→ **Source passage**:
•••••
- Born: Ruth Gallard Ainsworth 16 October 1908 Manchester, England
- Died: 16 May 1984 (aged 75)
- Education: Ipswich High School
- Occupation: Writer
- Known for: Author of children's books, Radio Script writer
- Parent(s): Percy Clough Ainsworth and Gertrude Fisk
- Relatives: Geoffrey Clough Ainsworth (brother)

= Ruth Ainsworth =

British writer

Ruth Gallard Ainsworth (16 October 1908 – 16 May 1984) was a British writer, of over seventy children's books and numerous radio scripts.

==Life==
Ainsworth was born in Manchester, in 1908, the second child (and first daughter) of Methodist minister Rev. Percy Clough Ainsworth and Gertrude Fisk of Pendleton, her older brother being mycologist Geoffrey Clough Ainsworth.

Ainsworth's father died on 1 July 1909 from typhoid aged 36. Soon after the family moved to 2 High Cliff Villas, Cobbold Road, Felixstowe. Ainsworth enrolled at Ipswich High School, Woolverstone where she studied between September 1924 and July 1926. She later attended the Froebel Training Centre in Leicester.

On 29 March 1935 she married chemist Frank Lathe Gilbert in Leicester. On 7 September 1936, while in Lancaster, she gave birth to twin sons: Christopher Gallard Gilbert (furniture historian and museum curator) and Oliver Lathe Gilbert (urban ecologist and lichenologist). She had a third son Richard Frank Gilbert.

The Gilberts initially settled in London, but their house was bombed in World War II. They relocated to Porthmadog. Latterly the Gilberts lived in Corbridge, Northumberland.

Ainsworth died in 1984 aged 75. Her ashes were scattered in a stream in Wasdale.

==Work==
Ainsworth re-told classic fairy tales, as well as new stories of her own.

Ainsworth was a scriptwriter for Listen with Mother, a popular BBC children's programme. Some were published as "Ruth Ainsworth's Listen with Mother Tales" (1951).

Some of her stories were televised as marionette plays.

==Bibliography==
The series "Books for me to read", written with Ronald Ridout, has the secondary title "A book for me to read" on each cover.

It is not clear if the color sub-series ("Red book 1" etc.) is used throughout its history. Some or all of the books were republished with slightly different titles, for example Pony Pony (London: Bancroft, 1965) as Pony, pony : my sixth reading book (Bristol: Purnell, 1983) while still in "Books for me to read. Blue series." Most or all of these books were published in the initial teaching alphabet.
•••••
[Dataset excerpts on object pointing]
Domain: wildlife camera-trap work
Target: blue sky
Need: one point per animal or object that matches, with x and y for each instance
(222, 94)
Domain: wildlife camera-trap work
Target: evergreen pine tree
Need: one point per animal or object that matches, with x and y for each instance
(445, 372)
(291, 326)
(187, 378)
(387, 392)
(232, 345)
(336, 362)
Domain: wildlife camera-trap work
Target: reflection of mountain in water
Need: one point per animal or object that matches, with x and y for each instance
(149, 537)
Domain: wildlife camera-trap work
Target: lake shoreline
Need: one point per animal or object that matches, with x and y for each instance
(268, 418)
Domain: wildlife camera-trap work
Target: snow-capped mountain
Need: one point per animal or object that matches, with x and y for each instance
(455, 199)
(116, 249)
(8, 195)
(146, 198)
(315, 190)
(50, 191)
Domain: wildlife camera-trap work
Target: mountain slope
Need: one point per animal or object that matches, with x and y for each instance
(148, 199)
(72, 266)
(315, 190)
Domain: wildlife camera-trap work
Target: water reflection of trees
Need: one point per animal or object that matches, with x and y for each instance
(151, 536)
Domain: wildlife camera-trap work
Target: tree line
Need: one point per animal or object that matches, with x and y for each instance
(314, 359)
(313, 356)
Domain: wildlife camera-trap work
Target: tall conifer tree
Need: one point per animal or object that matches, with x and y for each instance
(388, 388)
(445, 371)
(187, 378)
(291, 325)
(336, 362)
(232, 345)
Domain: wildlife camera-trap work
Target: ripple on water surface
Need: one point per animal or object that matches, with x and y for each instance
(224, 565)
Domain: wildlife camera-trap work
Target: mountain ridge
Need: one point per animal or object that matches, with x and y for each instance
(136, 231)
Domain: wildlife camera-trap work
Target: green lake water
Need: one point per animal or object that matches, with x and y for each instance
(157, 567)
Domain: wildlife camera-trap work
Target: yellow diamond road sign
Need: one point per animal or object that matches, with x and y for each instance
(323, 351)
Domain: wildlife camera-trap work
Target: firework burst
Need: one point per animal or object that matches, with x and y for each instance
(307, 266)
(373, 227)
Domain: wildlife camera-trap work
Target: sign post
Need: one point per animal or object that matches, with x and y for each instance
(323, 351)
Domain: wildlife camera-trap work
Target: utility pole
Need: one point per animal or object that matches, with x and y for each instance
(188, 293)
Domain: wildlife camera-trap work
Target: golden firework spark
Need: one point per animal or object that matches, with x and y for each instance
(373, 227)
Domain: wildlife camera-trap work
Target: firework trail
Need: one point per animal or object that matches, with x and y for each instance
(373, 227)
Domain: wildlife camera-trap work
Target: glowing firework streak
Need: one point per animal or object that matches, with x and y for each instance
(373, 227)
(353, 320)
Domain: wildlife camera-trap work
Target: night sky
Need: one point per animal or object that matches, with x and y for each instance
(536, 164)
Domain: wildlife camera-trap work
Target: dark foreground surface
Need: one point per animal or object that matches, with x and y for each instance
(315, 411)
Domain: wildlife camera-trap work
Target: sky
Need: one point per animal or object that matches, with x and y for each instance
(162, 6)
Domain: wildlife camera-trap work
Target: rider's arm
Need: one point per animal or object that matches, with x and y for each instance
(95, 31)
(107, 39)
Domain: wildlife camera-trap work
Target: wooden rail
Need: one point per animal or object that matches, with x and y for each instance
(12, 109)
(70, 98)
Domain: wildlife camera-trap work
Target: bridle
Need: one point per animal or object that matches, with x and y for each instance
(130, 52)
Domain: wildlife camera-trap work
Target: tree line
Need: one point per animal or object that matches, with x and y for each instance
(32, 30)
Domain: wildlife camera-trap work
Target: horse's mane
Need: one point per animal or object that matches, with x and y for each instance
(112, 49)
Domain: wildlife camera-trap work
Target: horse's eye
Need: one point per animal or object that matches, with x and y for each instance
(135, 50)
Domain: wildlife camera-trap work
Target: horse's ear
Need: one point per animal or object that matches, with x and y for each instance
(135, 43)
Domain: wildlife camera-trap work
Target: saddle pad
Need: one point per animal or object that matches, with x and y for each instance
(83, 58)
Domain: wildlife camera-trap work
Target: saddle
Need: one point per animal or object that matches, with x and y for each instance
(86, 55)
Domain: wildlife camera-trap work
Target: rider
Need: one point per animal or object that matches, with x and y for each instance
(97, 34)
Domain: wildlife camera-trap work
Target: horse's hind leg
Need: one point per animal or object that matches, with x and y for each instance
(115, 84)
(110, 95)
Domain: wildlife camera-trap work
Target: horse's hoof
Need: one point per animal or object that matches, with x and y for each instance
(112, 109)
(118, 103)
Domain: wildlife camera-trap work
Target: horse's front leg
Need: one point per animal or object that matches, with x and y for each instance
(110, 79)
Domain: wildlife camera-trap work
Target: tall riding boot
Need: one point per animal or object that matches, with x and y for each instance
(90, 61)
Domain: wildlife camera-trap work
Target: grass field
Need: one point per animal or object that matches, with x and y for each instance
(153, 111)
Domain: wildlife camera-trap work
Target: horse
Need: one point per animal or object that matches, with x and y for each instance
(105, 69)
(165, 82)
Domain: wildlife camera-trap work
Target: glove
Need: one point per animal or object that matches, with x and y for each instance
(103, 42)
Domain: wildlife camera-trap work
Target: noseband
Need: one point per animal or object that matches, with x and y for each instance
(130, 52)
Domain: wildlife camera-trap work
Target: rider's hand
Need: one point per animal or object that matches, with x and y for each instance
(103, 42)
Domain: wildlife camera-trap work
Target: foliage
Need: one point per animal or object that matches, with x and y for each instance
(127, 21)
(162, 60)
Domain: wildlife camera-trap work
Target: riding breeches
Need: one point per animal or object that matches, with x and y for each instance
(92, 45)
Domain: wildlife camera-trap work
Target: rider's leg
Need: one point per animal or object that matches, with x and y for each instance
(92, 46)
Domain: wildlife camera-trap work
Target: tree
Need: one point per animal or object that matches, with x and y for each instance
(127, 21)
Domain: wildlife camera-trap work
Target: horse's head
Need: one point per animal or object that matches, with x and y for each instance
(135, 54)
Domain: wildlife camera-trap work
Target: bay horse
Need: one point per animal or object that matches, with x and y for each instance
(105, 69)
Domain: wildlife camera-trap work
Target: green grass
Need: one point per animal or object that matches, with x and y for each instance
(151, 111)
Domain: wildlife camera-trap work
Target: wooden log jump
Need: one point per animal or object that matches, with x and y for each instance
•••••
→ **Goals**:
- 1) Copy out every line of the rows above that contains the word "horse". Case counts.
- 2) Write the next part of the Ruth Ainsworth biography, picking up after its final sentence.

→ **Per-task answers**:
- 1)
Target: horse's mane
Target: horse's eye
Target: horse's ear
Target: horse's hind leg
Target: horse's hoof
Target: horse's front leg
Target: horse
Target: horse's head
Target: bay horse

- 2)
- "Tales about Tony." (1936)
- "The Gingerbread House." (1938)
- "Mr. Popcorn's Friends." (1938)
- "The Ragamuffins." (1939)
- "Richard's First Term. A school story." (1940)
- "All Different. Poems for children ..." (1947)
- "Five and a Dog." (1949)
- "Ruth Ainsworth's Listen with Mother Tales" (1951)
- "Rufty Tufty the Golliwog ..." (1952)
- "The Ruth Ainsworth Readers." (1953)
- "The Evening listens. [Poems.]" (1953)
- "More about Charles, and other stories. From "Listen with Mother" ..." (1954)
- "Rufty Tufty at the Seaside ..." (1954)
- "Charles Stories, and others. From "Listen with Mother" ..." (1954)
- "Three Little Mushrooms. Four puppet plays ..." (1955)
- "More Little Mushrooms. Four puppet plays ..." (1955)
- "The Snow Bear, etc." (1956)
- "Rufty Tufty goes camping ..." (1956)
- with Ronald Ridout (1956). "The Look ahead Readers ..."
- with Ronald Ridout (1956). "Look ahead Supplementary Readers"-
- "Five Listen with Mother Tales about Charles ..." (1957)
- "Rufty Tufty runs away" (1957)
- "Nine Drummers drumming" (1958)
- "Rufty Tufty flies high ..." (1959)
- "Rufty Tufty's Island" (1960)
- "Cherry Stones. A book of fairy stories" (1960)
- "Lucky dip : a selection of stories and verses" (1961)
- "Rufty Tufty and Hattie" (1962)
- "Far-Away Children" (1963)
- "The Wolf who was Sorry" (1964)
- "Red book 1, Jill and Peter" (1964)-
- "Rufty Tufty makes a House" (1965)
- "Lucky dip. A selection of stories and verses by Ruth Ainsworth" (1965)
- "Daisy the cow ..." (1966)
- "Books for me to read: Green Series - Susan's House" (1966)
- "Books for me to read: Green Series - Huff the Hedgehog" (1966)
- "Horse on wheels" (1966)
- "Jack Frost" (1966)
- "In woods and fields;" (1967)
- "Down the lane" (1967)
- "Roly the railway mouse ..." (1967)
- "More tales of Shellover" (1968)
- "The bicycle wheel" (1969)
- "In the park" (1969)
- "My monarch book of Snow White and the seven dwarfs." (1969)
- "In your garden" (1969)
- "My monarch book of Puss in Boots" (1969)
- "My monarch book of Beauty and the Beast" (1969)
- "My Monarch book of colours and sounds" (1969)
- "By pond and stream" (1969)
- "The Noah's ark" (1969)
- "Llyfrau lliw cyfres y brython" (1969)
- "Look, do and listen" (1969)
- "The Ruth Ainsworth Book" (1970)
- "The phantom cyclist, and other stories" (1971)
- "Fairy gold : favourite fairy tales retold for the very young" (1972)
- "Another lucky dip" (1973)
- "Three's company" (1974)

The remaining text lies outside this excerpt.